──────── Listed records

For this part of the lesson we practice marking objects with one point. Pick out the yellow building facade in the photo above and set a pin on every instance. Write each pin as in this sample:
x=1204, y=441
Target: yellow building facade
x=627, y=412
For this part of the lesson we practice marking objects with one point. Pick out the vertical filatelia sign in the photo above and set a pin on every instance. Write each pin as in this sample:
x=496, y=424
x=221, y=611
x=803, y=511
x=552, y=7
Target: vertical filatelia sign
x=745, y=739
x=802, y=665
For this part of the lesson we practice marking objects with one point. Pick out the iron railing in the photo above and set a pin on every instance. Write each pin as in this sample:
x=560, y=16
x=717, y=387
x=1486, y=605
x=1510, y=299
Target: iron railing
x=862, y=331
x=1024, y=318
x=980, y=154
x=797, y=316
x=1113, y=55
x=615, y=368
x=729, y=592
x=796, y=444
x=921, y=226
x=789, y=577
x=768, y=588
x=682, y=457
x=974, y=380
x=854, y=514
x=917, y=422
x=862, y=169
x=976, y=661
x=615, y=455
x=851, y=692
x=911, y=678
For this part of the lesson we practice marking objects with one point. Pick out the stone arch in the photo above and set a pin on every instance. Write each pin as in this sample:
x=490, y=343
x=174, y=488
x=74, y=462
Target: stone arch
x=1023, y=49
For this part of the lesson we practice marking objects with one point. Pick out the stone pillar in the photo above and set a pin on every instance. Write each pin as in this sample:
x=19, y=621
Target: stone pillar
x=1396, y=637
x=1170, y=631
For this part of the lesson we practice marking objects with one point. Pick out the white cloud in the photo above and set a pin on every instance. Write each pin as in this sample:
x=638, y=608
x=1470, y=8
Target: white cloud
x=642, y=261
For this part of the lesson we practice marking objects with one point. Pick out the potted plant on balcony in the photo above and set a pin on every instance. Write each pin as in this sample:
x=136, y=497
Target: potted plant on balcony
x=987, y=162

────────────────

An exact copy is needed of the closing lines of the entries above, counting from the one that contains "Target: stone arch" and including it and the last.

Target: stone arch
x=1023, y=49
For this part of the lesson we practice marking objects with one point. Pick out the stone pillar in the photo above and set a pin on every instance. Write each pin as in this sample:
x=19, y=621
Target: stone pillar
x=1396, y=637
x=1170, y=631
For this part of the lesson we practice marking objects with one point. Pick out the white cloud in the photo above and set a pin on every instance. Write each pin as in this sample:
x=638, y=608
x=1470, y=8
Target: white cloud
x=642, y=261
For this part of the lesson we practice marking objects with one point. Pick out the potted plant on balcony in the photo above and set a pin on every instance. Write each pin as in this sample:
x=136, y=497
Target: potted plant on balcony
x=987, y=162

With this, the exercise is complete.